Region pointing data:
=-=-=-=-=
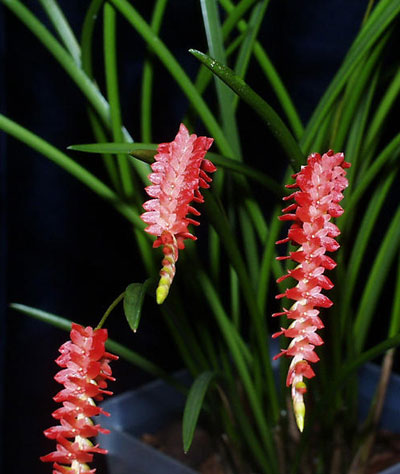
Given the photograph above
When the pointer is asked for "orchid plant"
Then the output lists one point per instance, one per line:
(218, 308)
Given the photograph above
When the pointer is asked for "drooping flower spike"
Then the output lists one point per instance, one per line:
(85, 373)
(320, 184)
(179, 171)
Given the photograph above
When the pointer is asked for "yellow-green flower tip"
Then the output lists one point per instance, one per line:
(161, 293)
(299, 412)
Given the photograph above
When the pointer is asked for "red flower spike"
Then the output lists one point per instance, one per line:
(84, 373)
(320, 184)
(180, 170)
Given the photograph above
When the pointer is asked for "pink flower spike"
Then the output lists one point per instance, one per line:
(84, 373)
(320, 185)
(180, 170)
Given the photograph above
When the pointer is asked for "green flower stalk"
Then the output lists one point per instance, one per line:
(180, 170)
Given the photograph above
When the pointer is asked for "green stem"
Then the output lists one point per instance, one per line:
(109, 309)
(262, 108)
(70, 166)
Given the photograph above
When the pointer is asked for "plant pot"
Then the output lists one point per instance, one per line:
(156, 404)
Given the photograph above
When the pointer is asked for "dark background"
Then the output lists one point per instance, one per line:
(65, 251)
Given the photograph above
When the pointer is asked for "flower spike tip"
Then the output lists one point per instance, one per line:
(179, 171)
(320, 184)
(85, 373)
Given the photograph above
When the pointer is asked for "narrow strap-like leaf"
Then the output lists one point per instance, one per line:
(259, 105)
(146, 151)
(193, 406)
(115, 347)
(133, 302)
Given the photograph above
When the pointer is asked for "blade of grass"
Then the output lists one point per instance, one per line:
(378, 120)
(169, 61)
(147, 75)
(70, 166)
(348, 277)
(237, 356)
(218, 160)
(108, 159)
(193, 406)
(219, 221)
(215, 43)
(356, 134)
(272, 76)
(110, 64)
(355, 90)
(246, 48)
(89, 23)
(113, 346)
(389, 154)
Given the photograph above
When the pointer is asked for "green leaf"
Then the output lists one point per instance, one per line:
(258, 104)
(113, 96)
(176, 71)
(146, 151)
(133, 302)
(65, 162)
(193, 406)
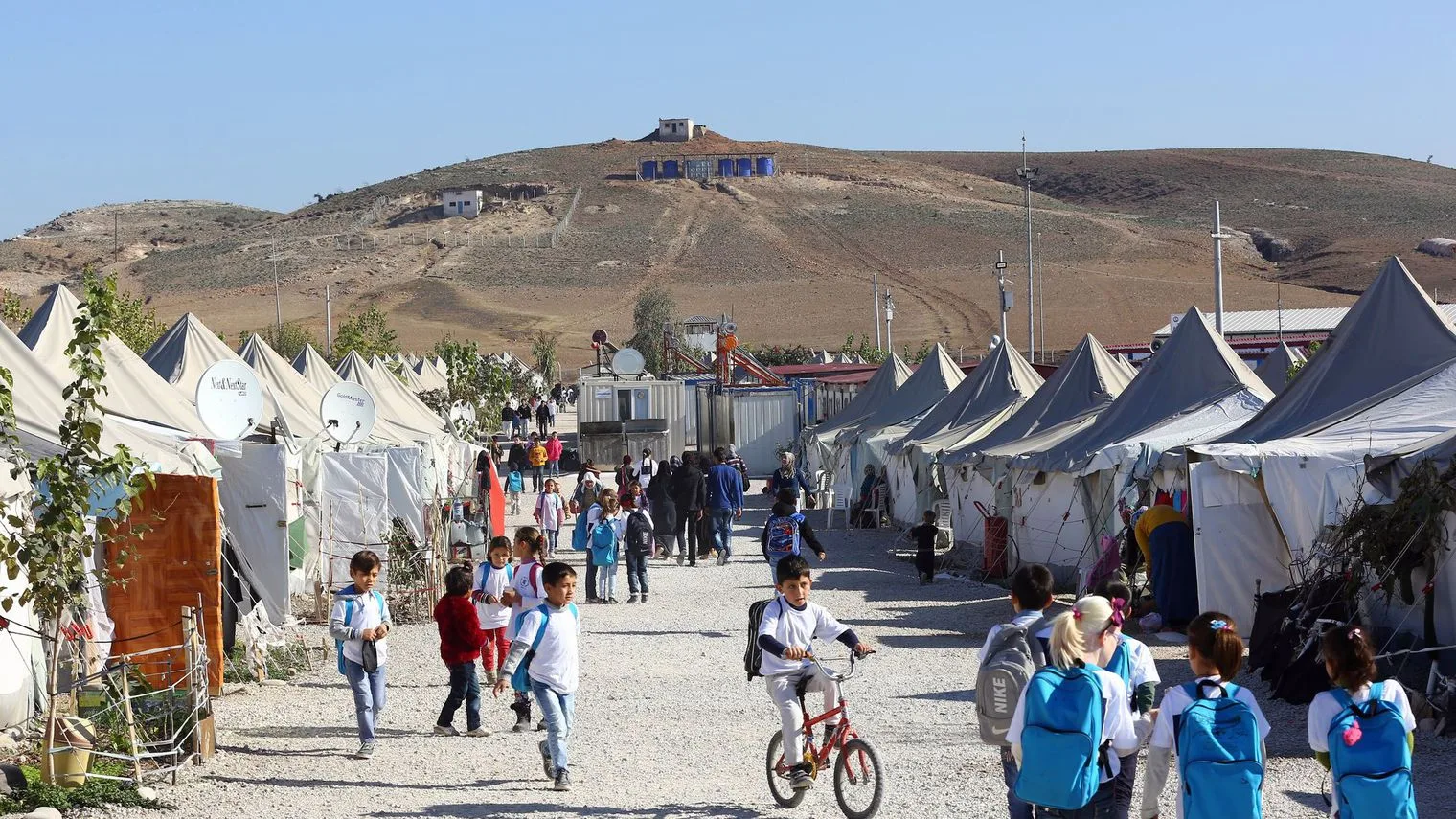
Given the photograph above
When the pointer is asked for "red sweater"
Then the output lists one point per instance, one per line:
(461, 636)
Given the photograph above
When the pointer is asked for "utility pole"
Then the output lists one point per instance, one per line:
(1217, 268)
(1027, 173)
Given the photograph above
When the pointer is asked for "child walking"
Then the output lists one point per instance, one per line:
(528, 592)
(358, 623)
(551, 514)
(492, 580)
(461, 640)
(1215, 654)
(1072, 695)
(1363, 732)
(786, 634)
(546, 646)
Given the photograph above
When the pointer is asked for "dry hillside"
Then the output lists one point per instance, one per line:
(1123, 235)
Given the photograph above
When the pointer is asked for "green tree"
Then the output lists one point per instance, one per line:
(652, 312)
(367, 332)
(53, 541)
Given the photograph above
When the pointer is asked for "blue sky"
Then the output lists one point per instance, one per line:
(265, 103)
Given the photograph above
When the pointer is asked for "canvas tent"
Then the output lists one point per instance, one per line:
(996, 389)
(1086, 382)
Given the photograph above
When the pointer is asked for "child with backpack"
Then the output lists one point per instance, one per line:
(461, 640)
(551, 514)
(785, 533)
(1215, 727)
(1133, 662)
(492, 580)
(1072, 723)
(358, 624)
(1363, 732)
(786, 629)
(543, 659)
(528, 590)
(1008, 659)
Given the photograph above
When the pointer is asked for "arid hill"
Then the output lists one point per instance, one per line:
(1123, 242)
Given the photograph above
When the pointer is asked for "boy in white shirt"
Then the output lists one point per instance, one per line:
(786, 634)
(546, 642)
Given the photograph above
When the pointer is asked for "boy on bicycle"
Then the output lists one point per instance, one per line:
(786, 634)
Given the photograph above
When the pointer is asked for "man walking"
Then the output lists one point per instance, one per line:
(724, 503)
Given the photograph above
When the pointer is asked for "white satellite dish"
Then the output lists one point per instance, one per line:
(347, 413)
(627, 362)
(229, 399)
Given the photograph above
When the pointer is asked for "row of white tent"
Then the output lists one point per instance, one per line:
(1267, 466)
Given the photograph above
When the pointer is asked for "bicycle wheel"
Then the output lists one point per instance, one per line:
(779, 785)
(859, 780)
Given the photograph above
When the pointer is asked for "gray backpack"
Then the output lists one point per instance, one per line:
(1011, 659)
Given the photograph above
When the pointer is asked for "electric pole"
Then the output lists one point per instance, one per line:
(1027, 175)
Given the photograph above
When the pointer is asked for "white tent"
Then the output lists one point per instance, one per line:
(865, 442)
(999, 386)
(1086, 382)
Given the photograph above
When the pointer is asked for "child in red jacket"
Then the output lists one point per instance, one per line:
(461, 640)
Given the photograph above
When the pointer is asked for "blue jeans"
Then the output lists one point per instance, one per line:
(559, 712)
(369, 695)
(722, 531)
(1015, 807)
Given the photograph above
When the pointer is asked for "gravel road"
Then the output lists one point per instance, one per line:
(669, 727)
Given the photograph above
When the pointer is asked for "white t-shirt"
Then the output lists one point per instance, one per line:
(1117, 723)
(555, 662)
(795, 628)
(492, 615)
(551, 506)
(529, 584)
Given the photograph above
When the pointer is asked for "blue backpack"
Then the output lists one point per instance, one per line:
(1220, 755)
(604, 544)
(784, 535)
(349, 618)
(1063, 754)
(1374, 774)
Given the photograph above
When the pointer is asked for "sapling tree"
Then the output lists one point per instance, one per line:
(53, 541)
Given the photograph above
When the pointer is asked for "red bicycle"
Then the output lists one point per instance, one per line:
(859, 782)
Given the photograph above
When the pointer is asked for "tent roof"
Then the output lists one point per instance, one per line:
(1083, 385)
(1391, 338)
(1193, 371)
(885, 380)
(133, 388)
(1002, 382)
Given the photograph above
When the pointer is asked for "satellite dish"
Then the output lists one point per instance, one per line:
(347, 413)
(229, 399)
(627, 362)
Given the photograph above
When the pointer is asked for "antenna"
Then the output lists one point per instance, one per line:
(229, 399)
(349, 413)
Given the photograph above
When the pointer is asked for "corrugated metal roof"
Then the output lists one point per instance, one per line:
(1267, 322)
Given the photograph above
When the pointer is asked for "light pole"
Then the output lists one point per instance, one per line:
(1027, 173)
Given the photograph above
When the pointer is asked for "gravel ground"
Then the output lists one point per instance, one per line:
(669, 727)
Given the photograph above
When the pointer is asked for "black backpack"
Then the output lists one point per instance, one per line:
(753, 654)
(640, 533)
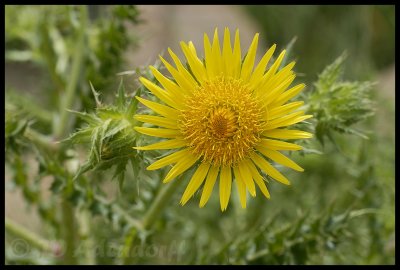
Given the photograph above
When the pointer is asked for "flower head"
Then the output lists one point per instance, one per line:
(225, 116)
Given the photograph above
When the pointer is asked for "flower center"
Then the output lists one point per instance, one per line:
(222, 121)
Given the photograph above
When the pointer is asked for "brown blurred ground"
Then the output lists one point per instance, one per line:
(166, 26)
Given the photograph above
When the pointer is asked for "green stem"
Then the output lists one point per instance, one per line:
(30, 237)
(39, 139)
(69, 232)
(87, 240)
(61, 128)
(160, 203)
(67, 101)
(151, 216)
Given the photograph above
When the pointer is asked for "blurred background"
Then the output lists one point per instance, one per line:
(356, 172)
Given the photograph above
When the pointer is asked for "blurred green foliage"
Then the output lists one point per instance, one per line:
(325, 31)
(340, 210)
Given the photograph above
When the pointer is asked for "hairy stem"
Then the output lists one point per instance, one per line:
(30, 237)
(160, 202)
(67, 101)
(153, 213)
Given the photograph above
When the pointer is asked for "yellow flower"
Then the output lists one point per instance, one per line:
(225, 117)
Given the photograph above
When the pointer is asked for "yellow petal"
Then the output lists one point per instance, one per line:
(183, 164)
(247, 178)
(170, 144)
(279, 145)
(187, 82)
(272, 91)
(208, 57)
(266, 167)
(271, 71)
(195, 182)
(287, 120)
(172, 158)
(258, 178)
(287, 134)
(237, 58)
(160, 93)
(280, 158)
(248, 62)
(176, 91)
(292, 92)
(283, 110)
(225, 184)
(159, 108)
(157, 120)
(256, 77)
(216, 53)
(227, 53)
(240, 186)
(159, 132)
(209, 185)
(195, 64)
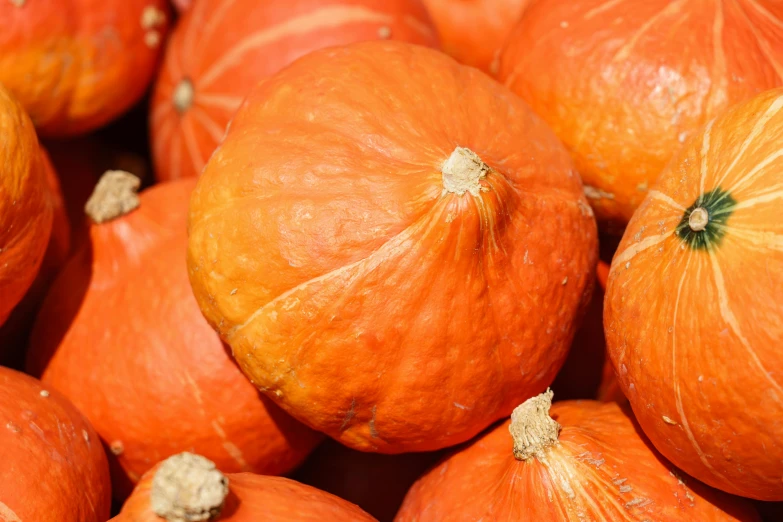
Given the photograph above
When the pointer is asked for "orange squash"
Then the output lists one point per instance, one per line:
(77, 64)
(53, 464)
(624, 84)
(189, 487)
(220, 50)
(375, 239)
(474, 31)
(25, 204)
(122, 337)
(694, 304)
(583, 460)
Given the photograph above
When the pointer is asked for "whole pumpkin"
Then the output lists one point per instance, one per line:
(25, 204)
(189, 487)
(77, 64)
(474, 31)
(624, 84)
(220, 50)
(581, 460)
(394, 246)
(694, 304)
(53, 464)
(120, 335)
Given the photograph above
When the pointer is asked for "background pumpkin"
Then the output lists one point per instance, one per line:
(77, 64)
(624, 84)
(121, 335)
(53, 466)
(588, 461)
(694, 314)
(351, 197)
(474, 31)
(220, 50)
(25, 204)
(196, 488)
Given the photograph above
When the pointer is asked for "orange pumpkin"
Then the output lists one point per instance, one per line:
(122, 337)
(584, 460)
(220, 50)
(375, 239)
(77, 64)
(25, 204)
(474, 31)
(624, 83)
(189, 487)
(694, 304)
(53, 465)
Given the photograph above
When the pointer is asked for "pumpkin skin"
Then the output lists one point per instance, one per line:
(600, 468)
(474, 31)
(177, 387)
(624, 84)
(25, 204)
(77, 64)
(220, 50)
(324, 222)
(54, 467)
(707, 292)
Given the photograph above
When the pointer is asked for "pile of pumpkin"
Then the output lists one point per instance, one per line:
(358, 300)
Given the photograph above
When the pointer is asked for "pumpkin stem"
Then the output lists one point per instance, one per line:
(188, 487)
(463, 171)
(114, 196)
(532, 428)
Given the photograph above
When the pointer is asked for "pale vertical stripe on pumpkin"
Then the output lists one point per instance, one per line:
(324, 18)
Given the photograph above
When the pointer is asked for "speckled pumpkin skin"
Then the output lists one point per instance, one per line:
(624, 83)
(601, 469)
(694, 320)
(358, 293)
(53, 464)
(77, 64)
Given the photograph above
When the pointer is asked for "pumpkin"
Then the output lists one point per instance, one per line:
(120, 335)
(624, 84)
(220, 50)
(694, 313)
(376, 483)
(579, 460)
(374, 240)
(25, 204)
(77, 64)
(190, 487)
(54, 467)
(474, 31)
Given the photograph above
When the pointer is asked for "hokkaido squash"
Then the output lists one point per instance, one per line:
(77, 64)
(624, 84)
(694, 304)
(581, 460)
(53, 464)
(25, 204)
(122, 337)
(220, 50)
(375, 239)
(474, 31)
(189, 487)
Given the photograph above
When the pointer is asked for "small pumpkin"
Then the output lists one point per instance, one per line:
(694, 304)
(190, 487)
(77, 64)
(25, 204)
(581, 460)
(53, 464)
(375, 239)
(474, 31)
(120, 335)
(624, 84)
(220, 50)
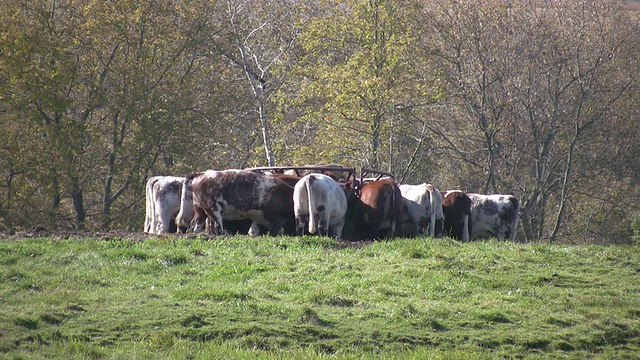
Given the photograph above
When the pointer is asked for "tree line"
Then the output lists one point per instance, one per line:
(538, 100)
=-=-=-=-=
- _About this task_: What is the number of lines in the data above that contain the word "yellow"? Report the figure only.

- _Task output_: 3